▸ OBJECTIFS:
- 1) Dites si chacune des affirmations suivantes concorde avec le texte sur Bernarda Fink. Répondez par oui ou par non, en citant les mots décisifs du texte : (a) Bernarda Fink est la plus célèbre des mezzos ; (b) le récital débute avec Ariane a Naxos ; (c) la mise en scène d'Il Matrimonio Segreto était confiée à Pierre Audi.
- 2) Reprenez, s'il vous plaît, le texte sur Bernarda Fink juste après sa dernière phrase, et poursuivez-le sur quelques phrases.

Amateurs de voix profondes et chaudes,
nous vivons une époque bénie des dieux : les mezzos foisonnent,
les contraltos se font également moins rares et la richesse des
talents le dispute à la beauté des moyens. Bernarda Fink
n'est pas la plus médiatique ni, par conséquent, la plus
célèbre des mezzos, mais c'est une des artistes lyriques
les plus authentiques et les plus attachantes de ces vingt dernières
années. Ronde et remarquablement homogène, superbement timbrée,
sa voix est surtout dotée d'un grain émouvant qui exprime
tout le lait de la tendresse humaine. Si la nature fut généreuse,
la chanteuse l'est plus encore, alliant l'intelligence du coeur à
la musicalité des plus grands.
Le récital est cependant un
exercice difficile, particulièrement pour les artistes pudiques,
qui ne cherchent pas à plaire à tout prix. Débuter
avec Ariane a Naxos est rien moins qu'évident, a fortiori
lorsque
l'interprète n'a pas la vocalité brillante et le sens du
théâtre qu'exigent ces pages difficiles. Il y a deux ans,
Bernarda Fink confiait à Forum Opera son soulagement lorsqu'elle
apprit que la mise en scène d'Il Matrimonio Segreto monté
par le Théâtre des Champs-Élysées) et dans lequel
elle devait endosser le rôle de Fidalma, était confiée
à Pierre Audi : il ne lui avait pas demandé d'être
autre chose qu'elle-même et avait respecté ce qu'elle est
( Voir l'entretien accordé à
Mathilde Bouhon). En l'occurrence, elle semble trop entière pour
se faire violence et incarner l'amante rebelle et colère voulue
par Haydn, mais qui ne lui ressemble pas.

▸ DONNÉES EXTRAITES:
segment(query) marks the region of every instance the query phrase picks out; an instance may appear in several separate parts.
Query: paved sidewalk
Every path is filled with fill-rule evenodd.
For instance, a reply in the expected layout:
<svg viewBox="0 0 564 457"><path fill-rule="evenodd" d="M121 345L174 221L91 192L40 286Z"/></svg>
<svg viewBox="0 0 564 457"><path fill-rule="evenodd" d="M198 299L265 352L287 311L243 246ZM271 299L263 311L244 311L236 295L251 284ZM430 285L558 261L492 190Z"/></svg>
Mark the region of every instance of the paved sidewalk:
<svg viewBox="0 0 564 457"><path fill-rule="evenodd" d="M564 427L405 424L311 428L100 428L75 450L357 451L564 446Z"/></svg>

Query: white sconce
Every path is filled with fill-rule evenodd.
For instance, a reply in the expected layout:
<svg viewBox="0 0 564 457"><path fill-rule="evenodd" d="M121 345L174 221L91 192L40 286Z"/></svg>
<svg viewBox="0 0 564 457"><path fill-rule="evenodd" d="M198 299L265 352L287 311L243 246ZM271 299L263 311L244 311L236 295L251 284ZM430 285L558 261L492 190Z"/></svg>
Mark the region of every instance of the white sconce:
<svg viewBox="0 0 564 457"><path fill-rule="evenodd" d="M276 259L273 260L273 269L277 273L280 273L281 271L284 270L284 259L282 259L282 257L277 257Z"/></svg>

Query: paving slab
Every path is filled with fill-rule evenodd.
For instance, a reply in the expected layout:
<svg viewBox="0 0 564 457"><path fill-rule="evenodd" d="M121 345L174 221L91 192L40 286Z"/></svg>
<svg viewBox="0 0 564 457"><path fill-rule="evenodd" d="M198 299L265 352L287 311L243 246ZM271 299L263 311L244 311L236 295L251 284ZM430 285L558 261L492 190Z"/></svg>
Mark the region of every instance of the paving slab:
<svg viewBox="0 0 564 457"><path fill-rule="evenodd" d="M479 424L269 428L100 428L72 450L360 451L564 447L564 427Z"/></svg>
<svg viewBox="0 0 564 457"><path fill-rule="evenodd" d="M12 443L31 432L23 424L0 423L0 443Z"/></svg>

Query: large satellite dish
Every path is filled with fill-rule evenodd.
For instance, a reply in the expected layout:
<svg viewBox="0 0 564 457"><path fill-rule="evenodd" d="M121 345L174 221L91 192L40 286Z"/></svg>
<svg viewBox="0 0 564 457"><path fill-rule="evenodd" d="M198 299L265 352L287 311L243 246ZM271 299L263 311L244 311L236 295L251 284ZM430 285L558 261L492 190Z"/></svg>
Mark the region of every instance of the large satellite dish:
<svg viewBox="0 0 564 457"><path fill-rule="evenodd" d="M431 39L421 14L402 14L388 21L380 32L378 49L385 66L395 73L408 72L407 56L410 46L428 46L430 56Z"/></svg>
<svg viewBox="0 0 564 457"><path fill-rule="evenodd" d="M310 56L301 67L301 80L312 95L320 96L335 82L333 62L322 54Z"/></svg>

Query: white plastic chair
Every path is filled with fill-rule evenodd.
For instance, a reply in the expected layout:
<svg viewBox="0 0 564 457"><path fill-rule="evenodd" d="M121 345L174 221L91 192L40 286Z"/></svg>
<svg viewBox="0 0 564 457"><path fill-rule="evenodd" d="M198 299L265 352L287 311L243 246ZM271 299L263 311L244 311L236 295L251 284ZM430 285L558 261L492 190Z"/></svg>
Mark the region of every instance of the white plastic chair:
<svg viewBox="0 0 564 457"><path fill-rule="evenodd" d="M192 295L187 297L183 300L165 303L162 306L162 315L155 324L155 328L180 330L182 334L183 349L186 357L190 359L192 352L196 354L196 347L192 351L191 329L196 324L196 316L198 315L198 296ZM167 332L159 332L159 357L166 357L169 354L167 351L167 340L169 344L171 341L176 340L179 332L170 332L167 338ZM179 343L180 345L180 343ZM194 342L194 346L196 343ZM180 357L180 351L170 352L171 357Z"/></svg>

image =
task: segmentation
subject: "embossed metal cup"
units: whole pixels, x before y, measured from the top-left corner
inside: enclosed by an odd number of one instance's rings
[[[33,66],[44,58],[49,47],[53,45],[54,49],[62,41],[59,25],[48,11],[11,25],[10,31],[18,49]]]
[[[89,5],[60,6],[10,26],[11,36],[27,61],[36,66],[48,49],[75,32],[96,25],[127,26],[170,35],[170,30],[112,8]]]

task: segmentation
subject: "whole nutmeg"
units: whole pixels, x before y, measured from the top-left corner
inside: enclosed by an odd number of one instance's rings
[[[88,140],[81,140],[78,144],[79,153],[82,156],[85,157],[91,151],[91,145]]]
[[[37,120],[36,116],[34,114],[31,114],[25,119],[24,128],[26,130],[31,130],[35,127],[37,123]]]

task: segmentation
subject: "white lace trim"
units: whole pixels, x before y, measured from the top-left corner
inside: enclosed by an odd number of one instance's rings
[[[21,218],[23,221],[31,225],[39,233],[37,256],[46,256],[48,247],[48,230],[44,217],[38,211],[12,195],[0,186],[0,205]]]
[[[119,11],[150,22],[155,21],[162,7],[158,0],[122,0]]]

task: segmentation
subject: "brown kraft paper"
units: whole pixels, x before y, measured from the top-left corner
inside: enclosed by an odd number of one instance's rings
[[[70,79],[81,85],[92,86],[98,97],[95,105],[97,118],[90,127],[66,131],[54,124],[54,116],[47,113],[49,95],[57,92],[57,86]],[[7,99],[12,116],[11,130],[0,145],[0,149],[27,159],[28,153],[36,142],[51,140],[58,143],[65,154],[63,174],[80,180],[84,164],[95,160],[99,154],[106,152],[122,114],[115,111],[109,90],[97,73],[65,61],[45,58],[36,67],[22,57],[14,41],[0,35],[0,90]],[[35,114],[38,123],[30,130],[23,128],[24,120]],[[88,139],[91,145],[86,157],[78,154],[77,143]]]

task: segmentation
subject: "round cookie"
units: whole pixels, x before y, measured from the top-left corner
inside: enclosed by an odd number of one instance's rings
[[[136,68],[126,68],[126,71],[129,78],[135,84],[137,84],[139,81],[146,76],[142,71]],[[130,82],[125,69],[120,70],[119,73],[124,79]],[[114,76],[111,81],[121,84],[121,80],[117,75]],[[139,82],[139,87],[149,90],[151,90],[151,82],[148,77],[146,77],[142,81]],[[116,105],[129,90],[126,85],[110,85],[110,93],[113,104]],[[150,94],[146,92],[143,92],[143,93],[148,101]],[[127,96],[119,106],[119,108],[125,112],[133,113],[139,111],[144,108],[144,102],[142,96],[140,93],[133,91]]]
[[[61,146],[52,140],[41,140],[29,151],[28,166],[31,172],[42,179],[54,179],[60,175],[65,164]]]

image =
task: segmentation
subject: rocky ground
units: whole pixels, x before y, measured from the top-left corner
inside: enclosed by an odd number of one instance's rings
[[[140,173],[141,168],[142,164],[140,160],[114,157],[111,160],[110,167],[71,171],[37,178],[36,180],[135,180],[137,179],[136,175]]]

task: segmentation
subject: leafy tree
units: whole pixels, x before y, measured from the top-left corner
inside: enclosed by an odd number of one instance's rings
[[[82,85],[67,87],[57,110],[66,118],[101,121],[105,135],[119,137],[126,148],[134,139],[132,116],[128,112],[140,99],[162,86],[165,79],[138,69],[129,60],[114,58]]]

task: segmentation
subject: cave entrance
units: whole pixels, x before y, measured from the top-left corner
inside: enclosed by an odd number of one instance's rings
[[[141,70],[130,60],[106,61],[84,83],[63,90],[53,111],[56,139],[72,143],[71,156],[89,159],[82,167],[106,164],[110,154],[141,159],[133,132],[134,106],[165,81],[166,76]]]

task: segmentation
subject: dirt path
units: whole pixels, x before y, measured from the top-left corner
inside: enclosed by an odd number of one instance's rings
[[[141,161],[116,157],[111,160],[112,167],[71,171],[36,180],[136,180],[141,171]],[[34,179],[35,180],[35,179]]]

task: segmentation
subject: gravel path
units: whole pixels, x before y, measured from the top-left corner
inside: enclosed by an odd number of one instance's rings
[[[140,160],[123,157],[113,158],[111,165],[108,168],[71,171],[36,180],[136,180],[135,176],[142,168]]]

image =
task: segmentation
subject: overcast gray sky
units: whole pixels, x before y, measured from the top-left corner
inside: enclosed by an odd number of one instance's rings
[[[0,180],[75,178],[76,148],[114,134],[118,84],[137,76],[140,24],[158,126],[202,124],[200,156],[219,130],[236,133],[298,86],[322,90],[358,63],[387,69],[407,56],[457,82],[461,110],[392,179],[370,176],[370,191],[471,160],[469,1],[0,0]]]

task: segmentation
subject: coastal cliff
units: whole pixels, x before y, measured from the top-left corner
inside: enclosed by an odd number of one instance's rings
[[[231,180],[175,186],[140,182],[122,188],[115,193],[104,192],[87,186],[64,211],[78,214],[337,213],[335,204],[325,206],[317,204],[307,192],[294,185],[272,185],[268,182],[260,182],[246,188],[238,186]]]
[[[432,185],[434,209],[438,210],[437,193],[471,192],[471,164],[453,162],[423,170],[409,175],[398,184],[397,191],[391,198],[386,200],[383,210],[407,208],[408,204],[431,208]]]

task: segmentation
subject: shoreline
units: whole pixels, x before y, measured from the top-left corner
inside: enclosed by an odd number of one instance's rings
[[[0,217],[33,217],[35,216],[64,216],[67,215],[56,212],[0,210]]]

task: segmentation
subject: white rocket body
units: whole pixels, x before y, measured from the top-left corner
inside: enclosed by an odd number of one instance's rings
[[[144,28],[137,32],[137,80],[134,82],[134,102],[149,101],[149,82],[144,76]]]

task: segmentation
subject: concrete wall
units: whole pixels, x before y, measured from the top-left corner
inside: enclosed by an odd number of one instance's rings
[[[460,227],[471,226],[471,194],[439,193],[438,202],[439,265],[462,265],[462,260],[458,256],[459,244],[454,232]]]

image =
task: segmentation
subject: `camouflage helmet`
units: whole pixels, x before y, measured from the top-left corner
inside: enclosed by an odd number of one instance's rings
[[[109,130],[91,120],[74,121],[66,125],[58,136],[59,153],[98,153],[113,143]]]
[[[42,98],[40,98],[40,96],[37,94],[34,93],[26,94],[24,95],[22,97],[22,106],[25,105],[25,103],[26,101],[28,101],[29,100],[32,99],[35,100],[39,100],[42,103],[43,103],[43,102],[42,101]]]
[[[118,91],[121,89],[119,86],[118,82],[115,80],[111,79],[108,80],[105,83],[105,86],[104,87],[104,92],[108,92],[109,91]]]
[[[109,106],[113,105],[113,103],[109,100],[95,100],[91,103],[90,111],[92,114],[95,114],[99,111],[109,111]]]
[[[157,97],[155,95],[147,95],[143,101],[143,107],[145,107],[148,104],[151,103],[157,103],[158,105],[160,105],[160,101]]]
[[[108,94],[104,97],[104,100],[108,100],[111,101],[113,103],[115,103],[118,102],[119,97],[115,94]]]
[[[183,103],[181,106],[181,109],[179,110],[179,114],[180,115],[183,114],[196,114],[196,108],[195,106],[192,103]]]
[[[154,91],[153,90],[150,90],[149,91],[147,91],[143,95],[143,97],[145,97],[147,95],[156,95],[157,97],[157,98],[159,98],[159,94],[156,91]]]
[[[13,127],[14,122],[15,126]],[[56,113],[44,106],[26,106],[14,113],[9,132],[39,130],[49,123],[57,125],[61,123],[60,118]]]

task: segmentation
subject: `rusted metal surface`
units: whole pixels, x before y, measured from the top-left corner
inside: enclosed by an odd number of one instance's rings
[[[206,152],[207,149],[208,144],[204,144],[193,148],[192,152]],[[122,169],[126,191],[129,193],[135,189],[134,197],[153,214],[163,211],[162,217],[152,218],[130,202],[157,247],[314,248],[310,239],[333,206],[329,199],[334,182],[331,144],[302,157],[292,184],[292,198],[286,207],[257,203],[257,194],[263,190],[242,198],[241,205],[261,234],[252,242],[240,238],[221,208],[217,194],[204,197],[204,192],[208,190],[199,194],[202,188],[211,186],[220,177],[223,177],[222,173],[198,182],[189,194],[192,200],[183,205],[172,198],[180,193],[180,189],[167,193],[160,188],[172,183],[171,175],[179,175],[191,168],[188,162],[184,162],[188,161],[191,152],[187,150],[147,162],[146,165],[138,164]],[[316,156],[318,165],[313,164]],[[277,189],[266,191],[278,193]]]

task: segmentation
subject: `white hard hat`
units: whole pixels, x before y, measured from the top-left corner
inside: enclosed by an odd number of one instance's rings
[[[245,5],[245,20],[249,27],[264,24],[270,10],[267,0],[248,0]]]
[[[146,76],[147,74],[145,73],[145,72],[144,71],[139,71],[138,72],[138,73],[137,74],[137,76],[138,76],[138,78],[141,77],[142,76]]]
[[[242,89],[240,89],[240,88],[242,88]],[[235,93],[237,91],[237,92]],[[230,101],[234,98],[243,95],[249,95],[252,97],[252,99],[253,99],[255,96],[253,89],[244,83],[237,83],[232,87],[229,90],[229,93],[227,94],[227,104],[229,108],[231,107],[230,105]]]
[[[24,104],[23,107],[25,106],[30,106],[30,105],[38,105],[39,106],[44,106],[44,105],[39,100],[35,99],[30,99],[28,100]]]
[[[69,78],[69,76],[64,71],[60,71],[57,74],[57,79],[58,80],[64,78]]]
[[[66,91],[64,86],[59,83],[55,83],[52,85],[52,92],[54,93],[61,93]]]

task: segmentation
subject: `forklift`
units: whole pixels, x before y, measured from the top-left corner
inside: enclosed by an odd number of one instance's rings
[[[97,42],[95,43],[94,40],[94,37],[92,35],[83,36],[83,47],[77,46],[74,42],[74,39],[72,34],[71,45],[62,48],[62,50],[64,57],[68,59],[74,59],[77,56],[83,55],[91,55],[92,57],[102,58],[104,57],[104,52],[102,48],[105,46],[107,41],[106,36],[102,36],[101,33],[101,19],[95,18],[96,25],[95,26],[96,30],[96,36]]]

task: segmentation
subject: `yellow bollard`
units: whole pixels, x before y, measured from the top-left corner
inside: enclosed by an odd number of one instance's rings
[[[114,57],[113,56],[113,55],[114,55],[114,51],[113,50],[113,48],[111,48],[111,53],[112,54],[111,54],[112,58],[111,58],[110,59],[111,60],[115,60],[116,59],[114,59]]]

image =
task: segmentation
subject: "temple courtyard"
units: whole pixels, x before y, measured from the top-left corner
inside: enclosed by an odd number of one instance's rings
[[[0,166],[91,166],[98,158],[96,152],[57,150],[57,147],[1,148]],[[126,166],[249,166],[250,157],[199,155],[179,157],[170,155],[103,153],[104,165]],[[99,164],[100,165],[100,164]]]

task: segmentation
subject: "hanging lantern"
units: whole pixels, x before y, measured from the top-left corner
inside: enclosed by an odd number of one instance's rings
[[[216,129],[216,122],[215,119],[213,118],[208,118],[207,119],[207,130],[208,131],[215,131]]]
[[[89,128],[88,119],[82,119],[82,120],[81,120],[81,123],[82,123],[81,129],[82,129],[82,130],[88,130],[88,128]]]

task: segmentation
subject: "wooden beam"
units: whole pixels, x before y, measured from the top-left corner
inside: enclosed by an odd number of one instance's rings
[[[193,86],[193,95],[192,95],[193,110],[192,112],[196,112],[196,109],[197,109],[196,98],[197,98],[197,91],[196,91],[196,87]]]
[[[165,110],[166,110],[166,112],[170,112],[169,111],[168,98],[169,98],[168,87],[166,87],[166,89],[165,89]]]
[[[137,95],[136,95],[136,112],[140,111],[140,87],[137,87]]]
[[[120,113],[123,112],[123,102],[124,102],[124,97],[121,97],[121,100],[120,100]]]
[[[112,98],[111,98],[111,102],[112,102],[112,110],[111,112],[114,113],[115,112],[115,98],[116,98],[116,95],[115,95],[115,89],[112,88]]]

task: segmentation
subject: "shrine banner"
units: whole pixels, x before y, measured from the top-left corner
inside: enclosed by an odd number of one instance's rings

▸ RÉPONSES AUX EXERCICES:
- 1)
(a) Non : « n'est pas la plus médiatique ni, par conséquent, la plus célèbre des mezzos ».
(b) Oui : « Débuter avec Ariane a Naxos est rien moins qu'évident ».
(c) Oui : « était confiée à Pierre Audi ».

- 2)
C'est encore et avant tout avec sa
personnalité qu'elle aborde le cycle de Schumann. La franchise et
la candeur de son chant épousent à merveille la ferveur de
certaines lieder (Er, der Herrlichste von allen ; Helft mir, ihr Schwestern),
même lorsque la nostalgie de l'innocence perdue tempère les
joies de l'amour (Du Ring an meinem Finger), mais l'artiste peine,
en revanche, à évoquer le trouble ambigu qui saisit la jeune
épouse (Süßer Freund, du blickest). Là
où les micros (Voir la
critique de son album Schumann), comme la caméra, permettent
d'aller plus loin dans le détail et les nuances, la scène
impose une autre projection et une attitude différente. Ce que les
Frauenliebe
und -leben peuvent perdre en finesse et en introspection, ils peuvent
aussi le gagner en relief et en force expressive, ce qui n'est pas le cas
ici, sauf dans le lied final (Nun hast du mir den ersten Schmerz getan),
plus investi dramatiquement.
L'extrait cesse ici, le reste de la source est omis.